• [取り組む問題]:
1. 犬の熱中症についての抜粋から、「もっとも多くの飼い主さんが愛」から「法をとればよいのでしょうか?」までの部分を一字一句違えずに書き写すこと。
2. 犬の熱中症についての抜粋の続きを、最後の文の後から書いてください。

• [抜粋]:
———

アンケートでは、およそ10人に1人の飼い主さんが「愛犬が熱中症になったことがある」と回答。愛犬の熱中症は決して他人事ではないことがうかがえます。
「熱中症かも!?」と気付いたときの症状は?
もっとも多くの飼い主さんが愛犬の熱中症を疑ったきっかけは「呼吸が荒い」という症状。続いて、「ぐったりしている」や「体が熱い」という声が多いようです。
上記の症状以外に、こんな声も
- 「ブルブル震えていた」
- 「散歩中、左右にフラフラ」
- 「散歩時に木陰で動かなくなった」
- 「鼻が乾いていて疲れた様子だった」など
犬が熱中症になったときの応急処置・対処法
では、愛犬に熱中症のような症状があらわれたときは、どのような応急処置・対処法をとればよいのでしょうか?

———

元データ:
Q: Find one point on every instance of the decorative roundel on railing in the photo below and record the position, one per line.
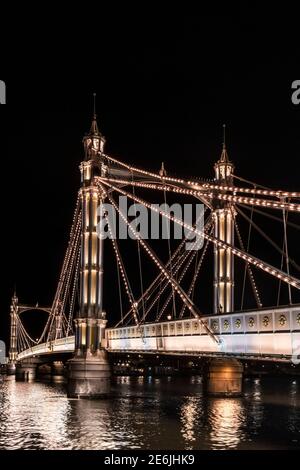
(266, 320)
(282, 320)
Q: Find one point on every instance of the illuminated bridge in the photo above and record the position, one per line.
(164, 318)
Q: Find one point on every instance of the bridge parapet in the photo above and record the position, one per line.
(62, 345)
(264, 332)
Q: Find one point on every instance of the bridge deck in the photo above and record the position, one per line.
(273, 333)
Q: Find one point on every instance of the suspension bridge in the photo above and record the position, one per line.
(165, 317)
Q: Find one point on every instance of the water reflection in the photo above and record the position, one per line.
(190, 413)
(152, 413)
(226, 417)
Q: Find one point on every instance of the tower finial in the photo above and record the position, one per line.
(94, 107)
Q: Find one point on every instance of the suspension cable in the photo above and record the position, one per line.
(268, 268)
(286, 252)
(246, 265)
(192, 307)
(249, 270)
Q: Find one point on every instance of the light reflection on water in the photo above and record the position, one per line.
(153, 413)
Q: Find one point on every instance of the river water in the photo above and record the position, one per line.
(151, 413)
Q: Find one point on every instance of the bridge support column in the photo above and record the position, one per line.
(11, 366)
(89, 370)
(223, 377)
(26, 370)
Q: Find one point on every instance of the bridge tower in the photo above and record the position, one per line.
(12, 355)
(89, 370)
(224, 216)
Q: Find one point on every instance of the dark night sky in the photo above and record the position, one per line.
(164, 88)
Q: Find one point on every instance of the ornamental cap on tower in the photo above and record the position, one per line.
(224, 167)
(94, 141)
(224, 155)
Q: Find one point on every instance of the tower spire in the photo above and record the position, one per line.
(224, 156)
(95, 114)
(94, 127)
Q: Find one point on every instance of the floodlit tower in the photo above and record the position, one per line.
(89, 371)
(224, 215)
(13, 352)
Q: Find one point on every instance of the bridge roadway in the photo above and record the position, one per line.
(266, 333)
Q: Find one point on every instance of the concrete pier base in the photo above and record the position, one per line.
(26, 370)
(57, 371)
(11, 368)
(223, 377)
(89, 376)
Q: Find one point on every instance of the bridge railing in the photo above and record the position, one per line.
(273, 331)
(59, 345)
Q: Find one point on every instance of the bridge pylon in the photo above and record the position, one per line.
(13, 351)
(224, 215)
(89, 369)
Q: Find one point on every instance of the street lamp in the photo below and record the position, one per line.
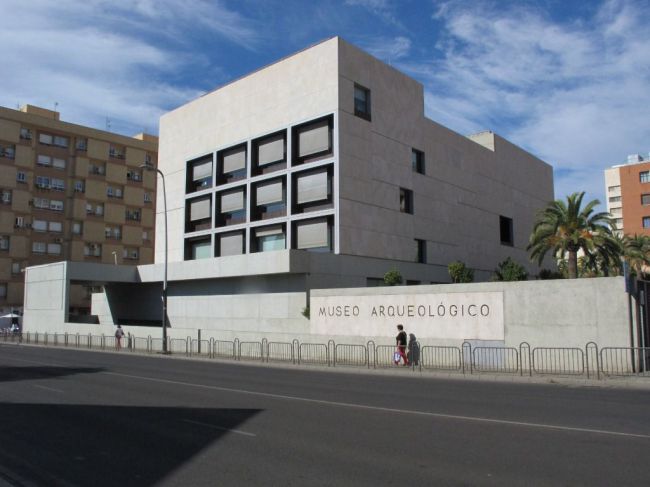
(150, 167)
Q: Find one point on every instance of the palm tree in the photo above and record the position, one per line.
(565, 228)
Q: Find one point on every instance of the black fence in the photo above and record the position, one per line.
(590, 361)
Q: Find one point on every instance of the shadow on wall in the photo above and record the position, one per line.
(105, 445)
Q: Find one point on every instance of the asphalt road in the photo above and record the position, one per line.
(70, 417)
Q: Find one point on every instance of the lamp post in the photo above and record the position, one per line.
(149, 167)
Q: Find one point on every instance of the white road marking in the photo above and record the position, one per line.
(214, 426)
(48, 388)
(390, 410)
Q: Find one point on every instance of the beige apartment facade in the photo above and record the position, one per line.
(628, 195)
(73, 193)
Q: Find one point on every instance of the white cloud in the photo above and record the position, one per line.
(119, 68)
(574, 94)
(388, 50)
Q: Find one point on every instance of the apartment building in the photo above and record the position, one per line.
(628, 195)
(73, 193)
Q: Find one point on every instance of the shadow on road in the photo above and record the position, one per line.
(10, 374)
(58, 444)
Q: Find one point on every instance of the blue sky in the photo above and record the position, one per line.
(568, 80)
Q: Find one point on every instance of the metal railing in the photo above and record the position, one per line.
(592, 361)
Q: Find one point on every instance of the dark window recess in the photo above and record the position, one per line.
(312, 141)
(421, 249)
(269, 153)
(199, 174)
(362, 102)
(231, 164)
(406, 201)
(505, 228)
(417, 161)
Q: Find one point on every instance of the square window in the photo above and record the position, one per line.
(417, 161)
(505, 229)
(362, 102)
(406, 201)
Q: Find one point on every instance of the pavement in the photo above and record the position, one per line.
(79, 417)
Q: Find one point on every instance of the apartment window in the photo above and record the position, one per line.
(417, 161)
(406, 201)
(43, 160)
(421, 251)
(134, 175)
(312, 140)
(8, 151)
(505, 230)
(93, 250)
(133, 215)
(54, 248)
(113, 233)
(116, 152)
(230, 244)
(313, 235)
(58, 184)
(269, 199)
(42, 182)
(39, 225)
(131, 254)
(39, 247)
(42, 203)
(58, 163)
(269, 238)
(56, 205)
(45, 139)
(361, 102)
(60, 141)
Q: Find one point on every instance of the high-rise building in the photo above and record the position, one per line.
(70, 192)
(628, 195)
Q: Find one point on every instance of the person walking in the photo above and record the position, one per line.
(119, 333)
(400, 340)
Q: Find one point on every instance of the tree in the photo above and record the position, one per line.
(565, 228)
(459, 272)
(509, 270)
(393, 278)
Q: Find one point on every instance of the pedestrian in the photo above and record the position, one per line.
(400, 340)
(119, 333)
(413, 353)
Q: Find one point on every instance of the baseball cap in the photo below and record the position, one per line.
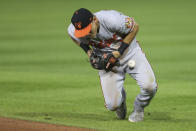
(81, 20)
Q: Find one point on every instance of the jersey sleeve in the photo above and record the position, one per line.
(70, 31)
(120, 23)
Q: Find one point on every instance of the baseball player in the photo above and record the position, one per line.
(109, 39)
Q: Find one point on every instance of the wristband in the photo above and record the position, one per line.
(123, 47)
(84, 47)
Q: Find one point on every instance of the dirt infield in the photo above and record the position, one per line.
(23, 125)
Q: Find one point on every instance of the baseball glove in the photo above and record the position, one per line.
(103, 59)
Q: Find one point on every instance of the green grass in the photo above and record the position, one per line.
(45, 77)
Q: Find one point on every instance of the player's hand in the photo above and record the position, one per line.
(89, 53)
(116, 54)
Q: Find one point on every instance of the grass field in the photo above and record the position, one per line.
(45, 77)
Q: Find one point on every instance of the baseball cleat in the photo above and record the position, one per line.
(122, 110)
(136, 116)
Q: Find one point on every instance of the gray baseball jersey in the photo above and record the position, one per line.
(114, 26)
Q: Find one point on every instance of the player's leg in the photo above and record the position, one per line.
(113, 92)
(145, 78)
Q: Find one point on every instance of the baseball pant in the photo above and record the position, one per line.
(112, 82)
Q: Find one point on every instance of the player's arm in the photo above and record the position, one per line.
(127, 40)
(85, 47)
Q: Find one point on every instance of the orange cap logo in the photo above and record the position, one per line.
(78, 25)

———

• [この演習の解答]:
1.
もっとも多くの飼い主さんが愛犬の熱中症を疑ったきっかけは「呼吸が荒い」という症状。続いて、「ぐったりしている」や「体が熱い」という声が多いようです。
上記の症状以外に、こんな声も
- 「ブルブル震えていた」
- 「散歩中、左右にフラフラ」
- 「散歩時に木陰で動かなくなった」
- 「鼻が乾いていて疲れた様子だった」など
犬が熱中症になったときの応急処置・対処法
では、愛犬に熱中症のような症状があらわれたときは、どのような応急処置・対処法をとればよいのでしょうか?

2.
応急処置のやり方
- まずは涼しい場所に愛犬を移動させる
- 涼しい場所に移動しても落ち着かない場合は、シャワーやペットボトルなどで水をかけ体を冷やす(※)
- 愛犬の意識がある場合/ない場合で、次のように対処する
※体を冷やすときの注意点
- 保冷剤などを使用する場合は、首・脇・後ろ足の付け根(内股)に当てると効率的
- 氷水などを使用する場合は、体温が38℃を下回らないよう冷やしすぎに注意すること
犬の意識がはっきりしている場合
飲み込みができる場合は、少しずつ水を飲ませてみましょう。ただし、愛犬の状態によっては誤嚥(ごえん)や下痢、嘔吐などの原因にもなります。飲ませるときは少しずつ口に含ませ、飲める状態かどうかを確認してください。
症状が落ち着いても当日中に動物病院へ!
応急処置で状態が回復した場合でも、内臓などにダメージが残っていて、後から症状が悪化することもあります。愛犬の様子が落ち着いた場合でも、必ず当日中に動物病院を受診しましょう。
犬の意識がない場合
保冷材などで体を冷やしながらすぐに近隣の動物病院へ。この場合、処置が早いほど回復率が上がります。受診する際は事前に電話で名前・犬種・症状・到着時間の目安などを伝えておくと、病院側もスムーズに対応でき円滑に治療を受けられるでしょう。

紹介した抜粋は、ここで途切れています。